### [PROBLEM TO SOLVE]
Below are the entries; output exactly the lines from the one containing "like [[487, 548]]." through the final line, inclusive.

### [DATASET RECORDS]
##############################
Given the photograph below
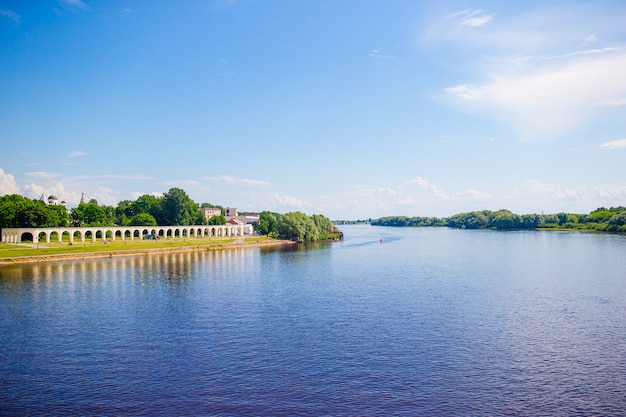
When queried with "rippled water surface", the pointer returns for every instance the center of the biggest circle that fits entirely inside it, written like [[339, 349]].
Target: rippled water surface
[[430, 322]]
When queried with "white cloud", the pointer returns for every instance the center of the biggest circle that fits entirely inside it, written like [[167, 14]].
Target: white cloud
[[536, 190], [7, 184], [612, 192], [591, 38], [74, 3], [544, 100], [425, 187], [76, 154], [475, 18], [289, 201], [378, 56], [611, 102], [473, 195], [230, 180], [9, 14], [42, 175], [614, 144]]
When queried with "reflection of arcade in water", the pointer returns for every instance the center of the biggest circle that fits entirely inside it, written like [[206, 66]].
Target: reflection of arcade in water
[[117, 272], [47, 234]]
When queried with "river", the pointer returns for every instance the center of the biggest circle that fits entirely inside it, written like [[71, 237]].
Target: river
[[391, 321]]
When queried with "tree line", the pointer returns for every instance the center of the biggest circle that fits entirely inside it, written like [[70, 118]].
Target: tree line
[[174, 207], [602, 219], [296, 226]]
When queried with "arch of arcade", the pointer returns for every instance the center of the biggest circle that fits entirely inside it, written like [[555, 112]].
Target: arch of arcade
[[41, 234]]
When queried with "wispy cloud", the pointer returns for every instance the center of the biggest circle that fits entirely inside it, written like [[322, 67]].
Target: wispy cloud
[[533, 189], [74, 3], [243, 182], [42, 175], [473, 195], [7, 183], [376, 55], [614, 144], [290, 201], [425, 187], [472, 18], [544, 101], [612, 192], [9, 14], [611, 102]]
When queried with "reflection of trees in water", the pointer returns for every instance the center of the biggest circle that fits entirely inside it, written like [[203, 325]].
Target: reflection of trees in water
[[171, 267]]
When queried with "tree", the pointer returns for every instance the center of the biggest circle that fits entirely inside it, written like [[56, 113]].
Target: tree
[[266, 224], [217, 220], [297, 226], [178, 208], [89, 214], [143, 219], [323, 224]]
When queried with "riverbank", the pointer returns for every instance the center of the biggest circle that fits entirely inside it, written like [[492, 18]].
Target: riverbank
[[115, 253]]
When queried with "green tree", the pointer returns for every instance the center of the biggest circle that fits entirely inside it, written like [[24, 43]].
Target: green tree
[[178, 208], [217, 220], [89, 214], [297, 226], [323, 224], [143, 219], [266, 224]]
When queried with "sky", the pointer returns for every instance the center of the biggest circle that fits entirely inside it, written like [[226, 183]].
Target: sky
[[354, 109]]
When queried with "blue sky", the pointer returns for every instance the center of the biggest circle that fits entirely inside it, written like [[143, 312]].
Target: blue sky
[[352, 109]]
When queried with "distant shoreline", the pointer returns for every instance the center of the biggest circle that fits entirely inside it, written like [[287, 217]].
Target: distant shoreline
[[35, 259]]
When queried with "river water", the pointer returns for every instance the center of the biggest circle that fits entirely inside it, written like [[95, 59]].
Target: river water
[[426, 322]]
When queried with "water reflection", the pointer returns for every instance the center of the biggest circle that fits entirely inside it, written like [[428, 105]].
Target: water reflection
[[172, 266]]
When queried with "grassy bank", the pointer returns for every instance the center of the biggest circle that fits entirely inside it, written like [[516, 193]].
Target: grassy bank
[[12, 253]]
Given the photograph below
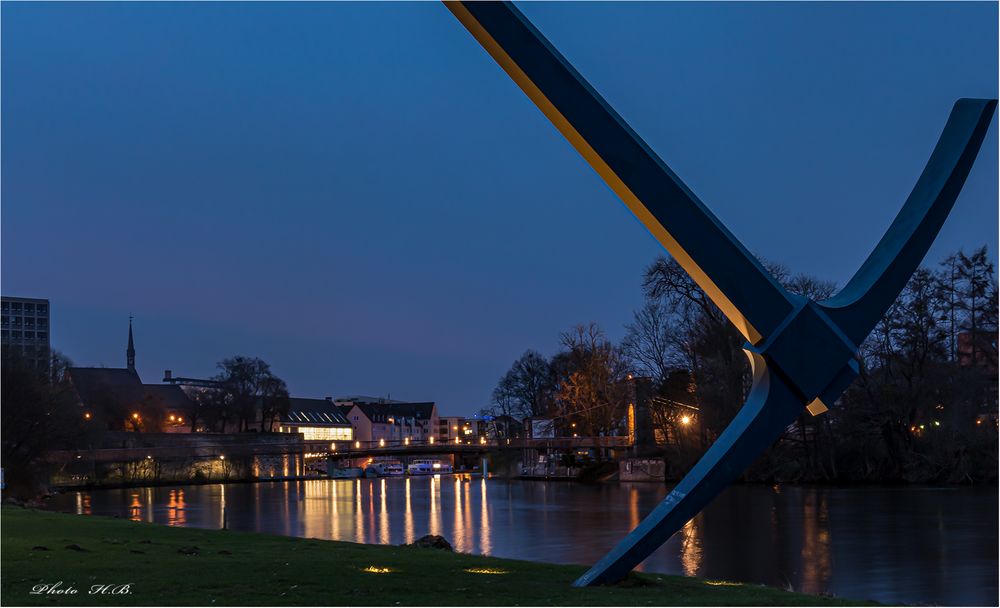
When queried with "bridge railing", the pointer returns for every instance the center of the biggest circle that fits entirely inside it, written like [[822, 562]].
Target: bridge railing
[[346, 447]]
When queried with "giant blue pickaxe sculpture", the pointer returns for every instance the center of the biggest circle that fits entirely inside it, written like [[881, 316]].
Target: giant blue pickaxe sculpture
[[802, 352]]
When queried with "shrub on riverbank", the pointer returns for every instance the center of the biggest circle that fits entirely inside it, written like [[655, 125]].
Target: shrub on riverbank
[[183, 566]]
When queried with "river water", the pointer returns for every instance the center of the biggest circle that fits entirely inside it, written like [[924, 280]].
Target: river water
[[891, 544]]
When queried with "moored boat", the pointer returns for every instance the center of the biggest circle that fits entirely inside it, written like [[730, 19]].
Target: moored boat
[[384, 468], [428, 466]]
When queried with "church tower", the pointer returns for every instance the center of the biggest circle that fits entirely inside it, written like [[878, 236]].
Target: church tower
[[130, 352]]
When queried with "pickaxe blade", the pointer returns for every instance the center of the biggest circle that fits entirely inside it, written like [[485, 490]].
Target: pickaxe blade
[[802, 352]]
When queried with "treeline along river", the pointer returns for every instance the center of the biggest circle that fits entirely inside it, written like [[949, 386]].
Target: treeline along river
[[891, 544]]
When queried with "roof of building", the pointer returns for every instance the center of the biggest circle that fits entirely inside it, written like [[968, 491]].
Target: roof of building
[[358, 399], [379, 412], [315, 411], [95, 384]]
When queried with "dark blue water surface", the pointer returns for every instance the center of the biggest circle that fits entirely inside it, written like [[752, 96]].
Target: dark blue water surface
[[891, 544]]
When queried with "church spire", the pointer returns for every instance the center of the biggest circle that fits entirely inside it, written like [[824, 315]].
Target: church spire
[[130, 352]]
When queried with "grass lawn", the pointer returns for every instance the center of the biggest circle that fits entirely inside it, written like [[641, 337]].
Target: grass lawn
[[184, 566]]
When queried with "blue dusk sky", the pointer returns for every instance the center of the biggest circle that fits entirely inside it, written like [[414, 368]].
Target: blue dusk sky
[[359, 195]]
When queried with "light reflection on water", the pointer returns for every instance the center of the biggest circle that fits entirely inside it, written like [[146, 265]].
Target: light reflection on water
[[892, 544]]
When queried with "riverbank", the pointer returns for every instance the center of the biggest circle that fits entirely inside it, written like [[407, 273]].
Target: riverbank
[[183, 566]]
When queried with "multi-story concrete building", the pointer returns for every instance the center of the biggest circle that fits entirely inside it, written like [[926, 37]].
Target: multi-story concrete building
[[391, 423], [449, 427], [24, 328]]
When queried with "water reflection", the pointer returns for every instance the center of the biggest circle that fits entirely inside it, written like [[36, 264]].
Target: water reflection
[[485, 546], [176, 515], [690, 547], [896, 545]]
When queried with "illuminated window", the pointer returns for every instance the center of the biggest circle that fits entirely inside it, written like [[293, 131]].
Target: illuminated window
[[322, 433]]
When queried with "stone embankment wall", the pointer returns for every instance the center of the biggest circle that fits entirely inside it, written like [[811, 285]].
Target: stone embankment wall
[[154, 458], [641, 469]]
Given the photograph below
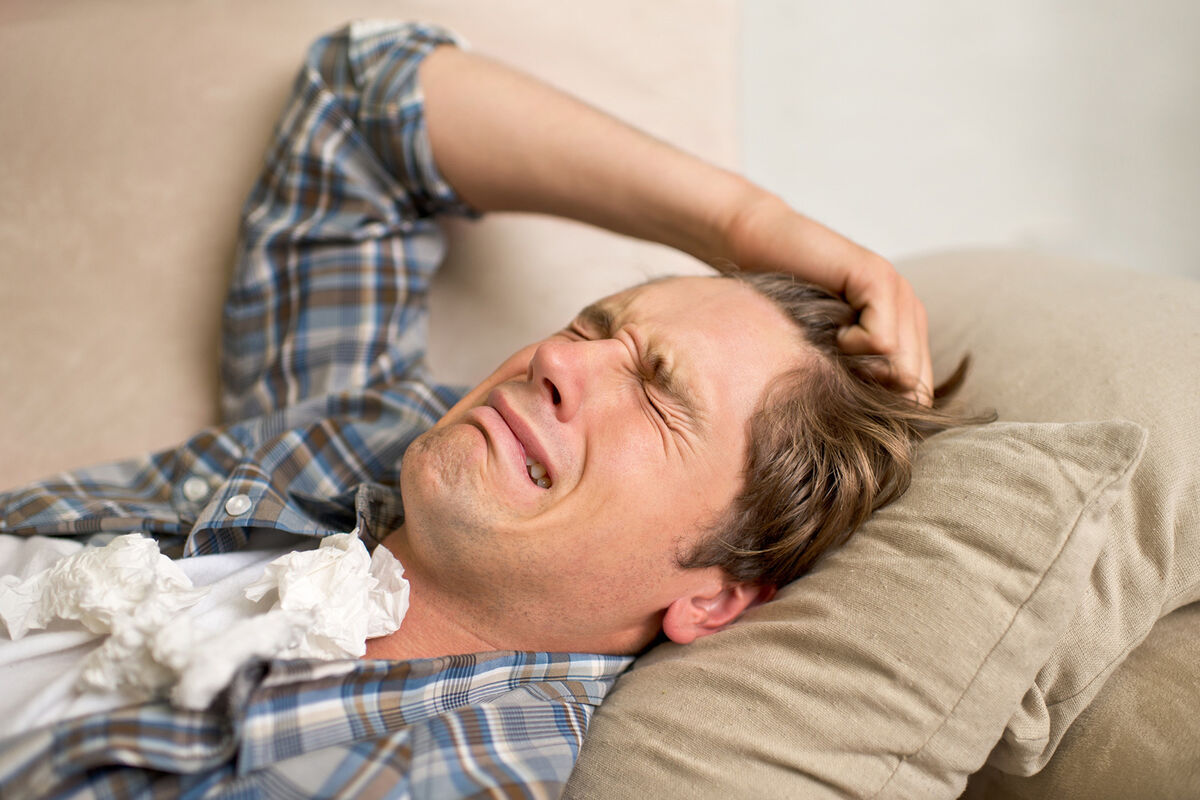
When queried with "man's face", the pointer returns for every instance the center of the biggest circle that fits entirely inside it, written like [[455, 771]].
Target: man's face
[[639, 415]]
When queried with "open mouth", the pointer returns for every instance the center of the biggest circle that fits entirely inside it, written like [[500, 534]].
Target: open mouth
[[538, 473]]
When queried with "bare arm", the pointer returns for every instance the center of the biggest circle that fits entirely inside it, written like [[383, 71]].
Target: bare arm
[[510, 143]]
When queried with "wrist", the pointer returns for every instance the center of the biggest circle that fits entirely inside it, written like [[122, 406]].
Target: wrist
[[747, 214]]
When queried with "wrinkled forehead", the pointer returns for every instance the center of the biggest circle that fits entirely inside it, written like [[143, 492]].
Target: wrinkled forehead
[[720, 336]]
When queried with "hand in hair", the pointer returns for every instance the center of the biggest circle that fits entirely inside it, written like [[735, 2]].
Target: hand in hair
[[768, 235]]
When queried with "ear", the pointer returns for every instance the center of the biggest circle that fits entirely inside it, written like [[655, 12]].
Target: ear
[[702, 613]]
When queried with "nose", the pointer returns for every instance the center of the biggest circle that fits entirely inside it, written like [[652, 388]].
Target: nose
[[568, 373]]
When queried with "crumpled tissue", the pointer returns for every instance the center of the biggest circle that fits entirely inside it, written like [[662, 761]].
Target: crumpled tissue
[[329, 601]]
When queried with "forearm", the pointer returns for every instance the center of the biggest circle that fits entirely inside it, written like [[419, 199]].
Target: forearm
[[509, 143]]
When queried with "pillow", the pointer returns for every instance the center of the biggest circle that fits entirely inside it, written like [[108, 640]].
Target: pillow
[[1140, 738], [1055, 340], [894, 666]]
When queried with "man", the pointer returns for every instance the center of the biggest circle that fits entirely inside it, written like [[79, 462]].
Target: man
[[567, 505]]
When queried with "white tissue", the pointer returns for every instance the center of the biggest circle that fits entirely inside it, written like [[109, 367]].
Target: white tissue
[[330, 600], [345, 595], [127, 584]]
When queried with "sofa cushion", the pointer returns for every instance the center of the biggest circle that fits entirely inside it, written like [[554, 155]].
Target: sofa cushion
[[893, 667], [1139, 738], [1056, 340]]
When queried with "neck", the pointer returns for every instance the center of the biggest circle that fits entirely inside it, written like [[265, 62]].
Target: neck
[[431, 626]]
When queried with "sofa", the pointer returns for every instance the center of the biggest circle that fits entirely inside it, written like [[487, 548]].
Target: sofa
[[1024, 623]]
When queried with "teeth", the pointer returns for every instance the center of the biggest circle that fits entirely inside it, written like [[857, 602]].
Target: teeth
[[538, 473]]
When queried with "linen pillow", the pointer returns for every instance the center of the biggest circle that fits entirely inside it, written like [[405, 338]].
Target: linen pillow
[[894, 666], [1055, 340]]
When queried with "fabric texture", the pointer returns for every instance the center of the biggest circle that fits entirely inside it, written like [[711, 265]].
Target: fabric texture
[[324, 386], [1091, 343], [1139, 738], [894, 666]]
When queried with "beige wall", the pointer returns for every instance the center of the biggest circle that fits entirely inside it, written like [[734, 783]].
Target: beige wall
[[1069, 126]]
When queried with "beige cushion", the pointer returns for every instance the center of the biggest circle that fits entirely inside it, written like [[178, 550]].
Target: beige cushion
[[132, 131], [1140, 737], [1061, 340], [891, 669], [1053, 340]]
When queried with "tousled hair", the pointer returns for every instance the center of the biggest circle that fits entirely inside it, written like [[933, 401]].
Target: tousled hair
[[829, 444]]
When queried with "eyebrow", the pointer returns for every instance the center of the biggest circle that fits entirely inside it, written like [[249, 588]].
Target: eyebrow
[[601, 317]]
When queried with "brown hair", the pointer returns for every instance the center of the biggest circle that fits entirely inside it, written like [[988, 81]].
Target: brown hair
[[829, 444]]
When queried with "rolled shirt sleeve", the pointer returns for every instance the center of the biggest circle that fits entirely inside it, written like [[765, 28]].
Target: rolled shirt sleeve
##############################
### [RESULT OF THE EXERCISE]
When queried with "sofa", the pointer returns for every instance the center of the biggest circle that fits entirely inside it, written like [[487, 548]].
Target: sofa
[[1024, 623]]
When queried with "teeth", the pointer returns for every instance the center of the biggest circle that fits entirely inside it, written like [[857, 602]].
Target: teeth
[[538, 473]]
When queried with "linen pillow", the pointer returns for every instance the center of the biggest circle that fits entirely inside it, written like [[405, 338]].
Target: linen pillow
[[894, 666], [1055, 340]]
When queried with "fabric texture", the pointer returns for every instance the center of the biggest circle that fits entirely inside it, written like [[711, 265]].
Target: fabric texture
[[324, 386], [1091, 343], [1139, 738], [894, 666]]
When queried with "beige wall", the pointer returns for every instance the center of the biggest circle that fits entirely inside it, written like [[734, 783]].
Target: beige wall
[[1069, 126]]
When queried with "beige cushion", the pointer returns for every instance the center of the biggest circle that fits entirely inside it, written like [[178, 550]].
Target: beige cushion
[[132, 131], [1140, 737], [1061, 340], [891, 669], [1053, 340]]
When queried with "tousled hair", the pointer returns for every instance the center of the biggest circle that fits entirely inside it, written like [[933, 401]].
Target: tousled hair
[[829, 444]]
When queried with "eyebrow", the pointer returns for every instance the center of the biggest circle that fits entirely inside it, written like [[249, 588]].
Target: eyebrow
[[601, 317]]
When queried with "brown hair", the pointer returns for every instance the center of the biggest circle that fits entirely inside it, written like [[988, 81]].
Target: brown hair
[[829, 444]]
When queried with "rolled shirt sleeve", the pointer returns for every instance the center of the biggest circle that fits entirely inside it, written like [[765, 28]].
Target: rolled shirt sleeve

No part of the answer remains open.